We’ve just released our first release candidates for the upcoming 0.14.0 versions of both our web and utils packages. These versions contain one major change, we are changing from our custom snowplow_incremental
materialization to an overwritten version of the standard incremental
version.
To make sure your models are optimized you need to add the following to your dbt_project.yml
, this ensures that dbt uses our version of the merge sql rather than the default. Without this you will not see the optimized upsert that our materialization has previously provided.
# dbt_project.yml
...
dispatch:
- macro_namespace: dbt
search_order: ['snowplow_utils', 'dbt']
Outside of this, we do not expect users to notice performance changes to the running of our packages. If you do see a sizeable increase in run time, please revert to an earlier version then comment on this post or raise an issue in the github repo.
We’d love to get your feedback on these changes and highlight any issues you find. As this is a pre-release some features may change in upcoming versions. If you have custom models you need to migrate, please see here for how to do so.
Installing the pre-release
To install a pre-release package you need to specify the version number of the package. For example to test this version for web you should have the following in your package.yml
file:
packages:
- package: snowplow/snowplow_web
version: 0.14.0-rc1
Reason for the change
Years ago, when our snowplow_incremental
materialization was built, the standard dbt incremental method was not well optimised and did not support injecting custom code in any way. Our materialization ensured that the destination table scan was optimised to just the data that needed updating, saving costs to our users. However, maintaining a materialization for 4 warehouses was not easy, and it meant that we did not add in newer features such as the on_schema_change
option due to the complexity of adding these in. We also know that adding a new warehouse to this (e.g. Azure) would be a large amount of work.

### Dataset content
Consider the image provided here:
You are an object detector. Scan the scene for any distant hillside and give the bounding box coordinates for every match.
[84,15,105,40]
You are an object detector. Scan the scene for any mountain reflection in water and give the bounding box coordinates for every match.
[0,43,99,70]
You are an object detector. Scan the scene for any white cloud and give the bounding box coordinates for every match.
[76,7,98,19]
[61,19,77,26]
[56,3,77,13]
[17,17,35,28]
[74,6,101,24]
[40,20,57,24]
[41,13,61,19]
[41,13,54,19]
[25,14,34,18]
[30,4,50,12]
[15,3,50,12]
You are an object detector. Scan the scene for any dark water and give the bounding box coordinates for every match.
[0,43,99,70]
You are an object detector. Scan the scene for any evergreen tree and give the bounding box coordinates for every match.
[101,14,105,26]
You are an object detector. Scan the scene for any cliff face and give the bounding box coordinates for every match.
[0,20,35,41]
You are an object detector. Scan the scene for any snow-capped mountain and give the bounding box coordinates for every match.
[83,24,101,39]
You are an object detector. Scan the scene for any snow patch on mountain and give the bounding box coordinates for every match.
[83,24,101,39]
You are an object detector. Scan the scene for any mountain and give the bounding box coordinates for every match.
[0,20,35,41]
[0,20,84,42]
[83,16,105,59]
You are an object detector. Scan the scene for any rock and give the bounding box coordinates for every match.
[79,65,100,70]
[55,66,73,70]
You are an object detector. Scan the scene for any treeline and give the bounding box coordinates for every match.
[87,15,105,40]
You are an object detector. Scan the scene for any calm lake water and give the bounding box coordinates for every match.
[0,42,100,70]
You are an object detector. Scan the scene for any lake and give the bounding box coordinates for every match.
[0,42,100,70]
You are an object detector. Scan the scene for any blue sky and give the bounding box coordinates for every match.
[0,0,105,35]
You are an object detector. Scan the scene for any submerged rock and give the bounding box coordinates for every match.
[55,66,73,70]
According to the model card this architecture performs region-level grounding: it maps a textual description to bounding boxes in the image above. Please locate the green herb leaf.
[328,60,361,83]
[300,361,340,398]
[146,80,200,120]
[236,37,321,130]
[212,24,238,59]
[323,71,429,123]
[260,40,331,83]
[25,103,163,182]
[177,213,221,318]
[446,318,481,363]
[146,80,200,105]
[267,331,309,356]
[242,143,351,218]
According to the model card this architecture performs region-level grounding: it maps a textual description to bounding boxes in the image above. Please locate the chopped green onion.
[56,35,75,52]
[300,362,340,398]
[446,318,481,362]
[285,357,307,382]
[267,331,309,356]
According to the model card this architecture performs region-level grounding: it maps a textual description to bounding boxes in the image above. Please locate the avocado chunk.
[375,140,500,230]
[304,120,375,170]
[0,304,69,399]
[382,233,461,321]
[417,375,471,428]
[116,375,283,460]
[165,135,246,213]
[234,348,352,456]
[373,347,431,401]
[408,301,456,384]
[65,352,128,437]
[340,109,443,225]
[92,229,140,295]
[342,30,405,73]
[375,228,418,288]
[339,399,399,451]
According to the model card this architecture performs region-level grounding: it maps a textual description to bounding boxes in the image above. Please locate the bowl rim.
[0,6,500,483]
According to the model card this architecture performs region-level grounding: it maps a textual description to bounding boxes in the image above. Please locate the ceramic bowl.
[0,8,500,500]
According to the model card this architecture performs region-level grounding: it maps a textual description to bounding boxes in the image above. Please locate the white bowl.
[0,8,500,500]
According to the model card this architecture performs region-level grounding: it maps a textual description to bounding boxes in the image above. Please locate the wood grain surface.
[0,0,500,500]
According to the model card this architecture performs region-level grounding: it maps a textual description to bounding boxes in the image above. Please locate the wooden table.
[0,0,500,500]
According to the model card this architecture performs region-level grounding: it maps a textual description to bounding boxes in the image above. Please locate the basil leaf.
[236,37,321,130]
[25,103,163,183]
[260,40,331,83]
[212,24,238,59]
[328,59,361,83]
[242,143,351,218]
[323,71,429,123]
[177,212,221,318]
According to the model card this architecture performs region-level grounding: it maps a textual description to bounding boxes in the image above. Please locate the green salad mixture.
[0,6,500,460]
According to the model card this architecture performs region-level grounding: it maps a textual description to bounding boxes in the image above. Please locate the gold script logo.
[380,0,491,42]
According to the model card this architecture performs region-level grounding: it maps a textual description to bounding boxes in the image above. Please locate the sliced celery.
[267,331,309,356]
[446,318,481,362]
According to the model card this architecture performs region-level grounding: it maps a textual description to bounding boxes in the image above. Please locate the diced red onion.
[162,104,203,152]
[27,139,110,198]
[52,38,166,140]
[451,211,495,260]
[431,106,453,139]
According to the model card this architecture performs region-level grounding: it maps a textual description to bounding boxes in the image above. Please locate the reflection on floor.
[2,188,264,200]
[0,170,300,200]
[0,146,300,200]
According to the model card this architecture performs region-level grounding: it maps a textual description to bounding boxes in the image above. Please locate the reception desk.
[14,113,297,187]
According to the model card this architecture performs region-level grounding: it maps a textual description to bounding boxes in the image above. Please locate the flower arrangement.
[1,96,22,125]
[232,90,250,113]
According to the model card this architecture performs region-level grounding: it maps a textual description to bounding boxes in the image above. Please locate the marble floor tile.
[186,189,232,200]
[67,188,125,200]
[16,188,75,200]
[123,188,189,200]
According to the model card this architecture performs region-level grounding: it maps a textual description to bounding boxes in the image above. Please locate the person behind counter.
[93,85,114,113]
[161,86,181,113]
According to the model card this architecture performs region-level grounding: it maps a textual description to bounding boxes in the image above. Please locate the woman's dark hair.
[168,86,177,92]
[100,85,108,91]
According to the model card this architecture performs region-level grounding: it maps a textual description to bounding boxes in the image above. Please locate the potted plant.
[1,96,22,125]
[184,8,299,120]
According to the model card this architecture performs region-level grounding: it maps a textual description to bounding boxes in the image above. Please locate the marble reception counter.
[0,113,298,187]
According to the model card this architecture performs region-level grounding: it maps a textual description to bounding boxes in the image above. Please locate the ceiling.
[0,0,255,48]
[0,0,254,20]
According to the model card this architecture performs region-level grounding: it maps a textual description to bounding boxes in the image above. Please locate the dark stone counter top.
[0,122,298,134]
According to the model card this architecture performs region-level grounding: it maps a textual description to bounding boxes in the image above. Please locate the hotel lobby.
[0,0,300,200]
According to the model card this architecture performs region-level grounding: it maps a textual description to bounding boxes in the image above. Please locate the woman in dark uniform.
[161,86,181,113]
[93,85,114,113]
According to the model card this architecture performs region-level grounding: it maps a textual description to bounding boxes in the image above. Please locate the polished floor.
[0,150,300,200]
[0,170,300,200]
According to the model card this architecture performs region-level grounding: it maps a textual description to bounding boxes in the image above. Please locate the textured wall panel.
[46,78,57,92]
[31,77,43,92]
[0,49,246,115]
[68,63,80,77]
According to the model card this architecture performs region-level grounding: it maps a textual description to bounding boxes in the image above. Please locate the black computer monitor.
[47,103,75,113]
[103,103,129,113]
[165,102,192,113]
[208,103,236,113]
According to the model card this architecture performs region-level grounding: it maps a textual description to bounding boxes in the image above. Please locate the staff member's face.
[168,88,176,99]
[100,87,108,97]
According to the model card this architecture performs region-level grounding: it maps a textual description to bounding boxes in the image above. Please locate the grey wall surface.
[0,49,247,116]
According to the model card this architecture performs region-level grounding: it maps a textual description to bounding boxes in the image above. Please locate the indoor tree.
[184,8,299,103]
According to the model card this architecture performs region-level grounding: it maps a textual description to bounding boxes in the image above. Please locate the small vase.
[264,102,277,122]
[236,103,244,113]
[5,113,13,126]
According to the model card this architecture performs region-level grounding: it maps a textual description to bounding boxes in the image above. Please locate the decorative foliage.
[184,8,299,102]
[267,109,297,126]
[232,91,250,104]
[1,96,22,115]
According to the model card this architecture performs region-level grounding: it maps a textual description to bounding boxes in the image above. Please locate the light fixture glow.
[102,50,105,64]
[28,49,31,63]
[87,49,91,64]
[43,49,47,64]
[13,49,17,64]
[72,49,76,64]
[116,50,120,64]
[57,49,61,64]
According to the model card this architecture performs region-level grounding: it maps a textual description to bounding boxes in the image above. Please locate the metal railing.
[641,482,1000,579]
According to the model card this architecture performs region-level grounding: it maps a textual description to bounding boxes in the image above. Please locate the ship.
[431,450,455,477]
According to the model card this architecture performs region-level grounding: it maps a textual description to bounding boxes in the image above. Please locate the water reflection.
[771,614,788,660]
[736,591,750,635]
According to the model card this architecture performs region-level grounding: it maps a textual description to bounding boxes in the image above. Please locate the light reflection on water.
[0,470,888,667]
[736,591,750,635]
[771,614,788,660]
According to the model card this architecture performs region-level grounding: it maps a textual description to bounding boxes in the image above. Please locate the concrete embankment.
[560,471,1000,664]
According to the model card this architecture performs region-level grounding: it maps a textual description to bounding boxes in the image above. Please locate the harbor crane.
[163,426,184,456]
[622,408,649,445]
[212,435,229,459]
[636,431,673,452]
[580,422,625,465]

### What to work on
A: In the post on the Snowplow dbt release candidates, what version number goes in the package file to test the web pre-release?
B: Go on with the post on the Snowplow dbt release candidates from its last sentence.
The data after the post can be left aside.

### Answers below
A: 0.14.0-rc1

B:
With the release of dbt-core 1.4 incremental_predicates
were added to incremental materialization, this allows us to more easily inject the date range filters we need to optimize the upserts. Unfortunately the feature isn’t 100% perfect and due to a complicated story between compile and run time configs, the above dispatch code needs to be added. We believe this is a fair trade-off to gain access to the newer features and to simplify our packge.
Roadmap
We expect to have a second release candidate in mid/late-march, this will mostly be internal changes to our integration tests, as well as some changes to macros such as snowplow_is_incremental
that are no longer required.
A full release is expected late march/early April assuming things go smoothly.
We expect all our packages will be migrated to the new materialization approach by the start of May, and the old items officially removed at a later date.
Snowplow utils 0.14.0-rc1
Summary
This is a pre-release version of the package, we believe it to be in working condition but you may encounter bugs and some features may change before the final release.
This version of the package begins the migration away from our snowplow_incremental
materialization and instead provides an overwrite to the standard incremental
materialization to provide the same performance improvements but in a simpler way. We expect users should see little to no performance change from the previous version, please let us know if you see performance degradation for large volumes of data.
Users will need to add the following to their dbt_project.yml
to benefit from the enhancements:
# dbt_project.yml
...
dispatch:
- macro_namespace: dbt
search_order: ['snowplow_utils', 'dbt']
For custom models and more details, please see more details on our temporary docs page: Snowplow Materialization (Pre-Release) | Snowplow Documentation
Features
Deprecated old materialization
Add get_merge_sql for materialization
Fix a broken github action for our github pages
Installing
To install this version, use the following in your packages.yml
file:
packages:
- package: snowplow/snowplow_utils
version: 0.14.0-rc1
Snowplow web 0.14.0-rc1
Summary
This is a pre-release version of the package, we believe it to be in working condition but you may encounter bugs and some features may change before the final release.
This version of the package begins the migration away from our snowplow_incremental
materialization and uses an overwrite to the standard incremental
materialization to provide the same performance improvements but in a simpler way. We expect users should see little to no performance change from the previous version, please let us know if you see performance degradation for large volumes of data.
Users will need to add the following to their dbt_project.yml
to benefit from the enhancements:
# dbt_project.yml
...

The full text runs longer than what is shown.